On supporting Romford FC.
If you gather a group of men[1]
together their conversation will at some point usually turn to sport in general
and football in particular. At this juncture it is quite likely that the
question of which teams everyone supports comes up, whereupon all the usual
suspects are trotted out; Manchester United, Chelsea, West Ham, Arsenal and the
like with the occasional Leeds, Crystal Palace or Leyton Orient thrown in.
Everyone understands these teams and why people support them, even if they may
patronise the Orient supporter a bit, but when I mention who I support the
reactions can be varied, because I support Romford FC.
When I explain that Romford ply their trade in the Ryman
League Division One North, which is a Step Four league within the non-League
pyramid, or more simply, seven promotions away from the Premier League, this
often prompts a question along the lines of “No, which proper team do you support?”
It is inconceivable to some that anyone should support a team outside the
Premier League, although it is gratifying that on some occasions there will be
a flicker of recognition among those more knowledgeable of the non-League game.
So why do I support Romford? Well, back in the late sixties,
when I first became interested in football I toyed with the idea of following
Manchester United, for no other reason than that they were top of the First
Division but even at that tender age I wanted to support a team I could go and
watch and as Manchester was over two hundred miles from my home I recognised
that my chances of seeing them play were limited. So in February 1968 I went to
watch The Boro (as Romford are known) for the first time.
The programme cover for the first Romford match I attended. The artist's impression of the ground in the picture is fairly accurate, if a little idealised. |
In 1968 Romford were
reigning champions of the Southern League, which was then the competition
immediately below the Football League. Sadly there was then no automatic
promotion, which instead could only be achieved by being elected by the existing
member clubs. Boro regularly attracted crowds of two or three thousand to their
ground at Brooklands, a magnificent stadium with a 20,000 capacity, a 2,000
seat main stand, huge banked terracing and imposing floodlight pylons. After my
first visit I was hooked. It wasn’t a
conscious decision, in these matters it is like falling in love; your heart
rules your head.

■ ■ ■ ■ ■

**Brief:** In the piece on supporting Romford FC, what is the seating capacity of the main stand at Brooklands?

**Given entries:**
■ ■ ■ ■ ■

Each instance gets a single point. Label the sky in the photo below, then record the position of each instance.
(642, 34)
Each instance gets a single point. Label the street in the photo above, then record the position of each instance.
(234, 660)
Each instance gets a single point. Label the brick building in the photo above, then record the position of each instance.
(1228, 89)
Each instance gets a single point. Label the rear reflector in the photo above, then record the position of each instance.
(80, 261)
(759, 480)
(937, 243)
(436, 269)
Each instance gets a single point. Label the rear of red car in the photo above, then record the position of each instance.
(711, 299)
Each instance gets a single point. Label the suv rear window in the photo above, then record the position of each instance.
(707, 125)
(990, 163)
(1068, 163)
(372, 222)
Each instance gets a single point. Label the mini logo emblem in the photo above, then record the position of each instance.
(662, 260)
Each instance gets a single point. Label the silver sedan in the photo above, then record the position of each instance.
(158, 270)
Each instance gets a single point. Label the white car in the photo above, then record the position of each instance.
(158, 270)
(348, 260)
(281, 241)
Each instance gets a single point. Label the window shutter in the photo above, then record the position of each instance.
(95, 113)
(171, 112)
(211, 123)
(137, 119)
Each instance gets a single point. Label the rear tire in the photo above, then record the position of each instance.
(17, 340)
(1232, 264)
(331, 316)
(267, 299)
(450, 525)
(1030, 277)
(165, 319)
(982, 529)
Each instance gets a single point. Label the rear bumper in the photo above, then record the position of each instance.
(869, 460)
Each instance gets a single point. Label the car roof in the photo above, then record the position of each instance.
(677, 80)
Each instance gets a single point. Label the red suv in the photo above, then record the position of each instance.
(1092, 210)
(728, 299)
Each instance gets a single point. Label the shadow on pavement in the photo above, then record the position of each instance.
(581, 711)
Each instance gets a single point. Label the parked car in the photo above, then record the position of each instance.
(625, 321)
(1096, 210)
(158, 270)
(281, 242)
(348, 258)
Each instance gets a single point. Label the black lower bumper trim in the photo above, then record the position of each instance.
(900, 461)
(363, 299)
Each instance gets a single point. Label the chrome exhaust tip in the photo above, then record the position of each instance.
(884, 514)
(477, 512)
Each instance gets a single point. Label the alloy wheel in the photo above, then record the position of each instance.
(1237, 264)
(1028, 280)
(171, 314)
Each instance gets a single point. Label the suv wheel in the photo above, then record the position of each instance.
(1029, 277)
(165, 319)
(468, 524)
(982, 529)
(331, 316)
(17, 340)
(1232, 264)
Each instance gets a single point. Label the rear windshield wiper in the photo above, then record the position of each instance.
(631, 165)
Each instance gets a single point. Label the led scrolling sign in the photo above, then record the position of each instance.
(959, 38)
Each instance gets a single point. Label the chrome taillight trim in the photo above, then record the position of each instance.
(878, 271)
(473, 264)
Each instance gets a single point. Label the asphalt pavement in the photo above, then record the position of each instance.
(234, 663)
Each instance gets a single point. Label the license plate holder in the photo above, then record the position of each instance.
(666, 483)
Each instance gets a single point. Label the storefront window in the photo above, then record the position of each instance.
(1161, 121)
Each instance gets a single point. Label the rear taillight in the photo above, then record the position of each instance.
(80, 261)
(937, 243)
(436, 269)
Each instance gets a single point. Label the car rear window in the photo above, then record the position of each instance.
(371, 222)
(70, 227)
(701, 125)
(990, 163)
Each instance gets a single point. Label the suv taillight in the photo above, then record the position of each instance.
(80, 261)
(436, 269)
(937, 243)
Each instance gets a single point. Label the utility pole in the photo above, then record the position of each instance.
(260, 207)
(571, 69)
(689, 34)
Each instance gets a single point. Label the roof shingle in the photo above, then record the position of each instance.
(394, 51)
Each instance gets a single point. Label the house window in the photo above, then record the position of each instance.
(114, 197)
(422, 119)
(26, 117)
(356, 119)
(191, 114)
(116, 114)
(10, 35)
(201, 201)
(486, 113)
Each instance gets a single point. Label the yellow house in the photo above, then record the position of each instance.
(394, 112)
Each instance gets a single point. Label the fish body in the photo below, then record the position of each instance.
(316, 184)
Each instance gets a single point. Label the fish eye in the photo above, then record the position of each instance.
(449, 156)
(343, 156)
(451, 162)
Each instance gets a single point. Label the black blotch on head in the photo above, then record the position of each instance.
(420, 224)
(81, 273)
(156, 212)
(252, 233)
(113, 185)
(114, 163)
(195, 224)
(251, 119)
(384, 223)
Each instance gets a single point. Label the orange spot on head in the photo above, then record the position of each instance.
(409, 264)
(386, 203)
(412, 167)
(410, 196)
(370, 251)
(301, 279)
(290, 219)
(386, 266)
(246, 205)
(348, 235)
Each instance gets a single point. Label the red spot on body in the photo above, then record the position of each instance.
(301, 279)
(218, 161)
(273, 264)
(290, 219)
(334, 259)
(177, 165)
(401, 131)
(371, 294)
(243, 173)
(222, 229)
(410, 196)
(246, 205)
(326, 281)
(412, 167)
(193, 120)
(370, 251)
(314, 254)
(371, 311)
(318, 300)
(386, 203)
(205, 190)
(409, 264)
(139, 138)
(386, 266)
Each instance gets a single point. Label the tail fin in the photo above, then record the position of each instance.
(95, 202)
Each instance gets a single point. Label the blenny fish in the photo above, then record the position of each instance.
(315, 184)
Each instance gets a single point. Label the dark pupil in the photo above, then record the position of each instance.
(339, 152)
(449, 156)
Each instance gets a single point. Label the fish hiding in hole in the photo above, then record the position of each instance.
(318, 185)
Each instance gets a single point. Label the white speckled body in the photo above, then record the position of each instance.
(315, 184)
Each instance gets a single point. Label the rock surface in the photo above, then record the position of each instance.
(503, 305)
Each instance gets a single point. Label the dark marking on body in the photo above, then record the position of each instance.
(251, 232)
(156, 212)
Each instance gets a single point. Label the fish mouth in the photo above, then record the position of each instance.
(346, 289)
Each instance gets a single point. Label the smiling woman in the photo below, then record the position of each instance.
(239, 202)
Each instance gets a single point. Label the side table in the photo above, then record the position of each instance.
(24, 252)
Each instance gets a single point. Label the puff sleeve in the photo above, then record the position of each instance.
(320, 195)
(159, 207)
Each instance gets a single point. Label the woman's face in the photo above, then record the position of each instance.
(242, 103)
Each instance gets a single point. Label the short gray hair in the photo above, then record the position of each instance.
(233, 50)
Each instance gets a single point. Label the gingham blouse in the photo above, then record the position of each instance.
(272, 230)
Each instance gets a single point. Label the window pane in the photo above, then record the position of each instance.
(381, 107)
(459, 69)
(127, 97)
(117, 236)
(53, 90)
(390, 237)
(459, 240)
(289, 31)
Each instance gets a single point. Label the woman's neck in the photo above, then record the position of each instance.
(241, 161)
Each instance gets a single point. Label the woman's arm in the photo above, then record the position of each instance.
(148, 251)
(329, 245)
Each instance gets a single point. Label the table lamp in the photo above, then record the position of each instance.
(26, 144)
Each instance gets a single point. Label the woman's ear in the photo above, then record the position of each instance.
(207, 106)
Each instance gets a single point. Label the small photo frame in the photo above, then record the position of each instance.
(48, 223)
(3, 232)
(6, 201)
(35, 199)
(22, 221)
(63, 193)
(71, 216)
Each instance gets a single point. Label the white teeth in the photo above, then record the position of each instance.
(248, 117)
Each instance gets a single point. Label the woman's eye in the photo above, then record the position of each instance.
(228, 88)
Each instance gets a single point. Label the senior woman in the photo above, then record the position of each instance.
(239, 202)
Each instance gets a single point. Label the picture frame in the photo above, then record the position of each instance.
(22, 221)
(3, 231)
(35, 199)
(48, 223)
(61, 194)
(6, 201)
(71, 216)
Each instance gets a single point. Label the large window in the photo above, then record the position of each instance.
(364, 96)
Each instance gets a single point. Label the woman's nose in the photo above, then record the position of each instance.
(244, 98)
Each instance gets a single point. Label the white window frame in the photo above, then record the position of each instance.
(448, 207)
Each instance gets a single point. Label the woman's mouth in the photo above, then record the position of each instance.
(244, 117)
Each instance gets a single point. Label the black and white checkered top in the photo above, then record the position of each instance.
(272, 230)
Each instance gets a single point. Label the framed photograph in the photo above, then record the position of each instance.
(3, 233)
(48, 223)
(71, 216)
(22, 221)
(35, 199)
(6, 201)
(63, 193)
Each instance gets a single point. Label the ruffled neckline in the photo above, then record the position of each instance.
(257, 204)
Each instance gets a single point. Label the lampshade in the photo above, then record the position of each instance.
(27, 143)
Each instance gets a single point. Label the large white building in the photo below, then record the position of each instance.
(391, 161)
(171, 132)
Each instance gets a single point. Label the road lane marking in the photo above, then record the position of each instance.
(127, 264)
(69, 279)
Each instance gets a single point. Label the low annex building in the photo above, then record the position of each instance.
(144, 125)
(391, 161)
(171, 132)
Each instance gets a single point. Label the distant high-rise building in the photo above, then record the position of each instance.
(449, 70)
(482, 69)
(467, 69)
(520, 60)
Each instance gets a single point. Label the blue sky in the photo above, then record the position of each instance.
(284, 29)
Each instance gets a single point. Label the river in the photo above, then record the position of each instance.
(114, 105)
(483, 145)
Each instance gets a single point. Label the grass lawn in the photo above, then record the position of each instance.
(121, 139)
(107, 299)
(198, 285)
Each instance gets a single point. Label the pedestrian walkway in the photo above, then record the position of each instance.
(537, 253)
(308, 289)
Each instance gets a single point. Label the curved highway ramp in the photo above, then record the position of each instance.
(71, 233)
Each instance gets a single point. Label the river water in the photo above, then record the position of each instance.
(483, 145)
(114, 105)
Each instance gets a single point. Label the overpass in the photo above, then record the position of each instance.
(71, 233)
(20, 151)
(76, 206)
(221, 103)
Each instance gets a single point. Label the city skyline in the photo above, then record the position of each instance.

■ ■ ■ ■ ■

**Worked answer:** 2,000 seats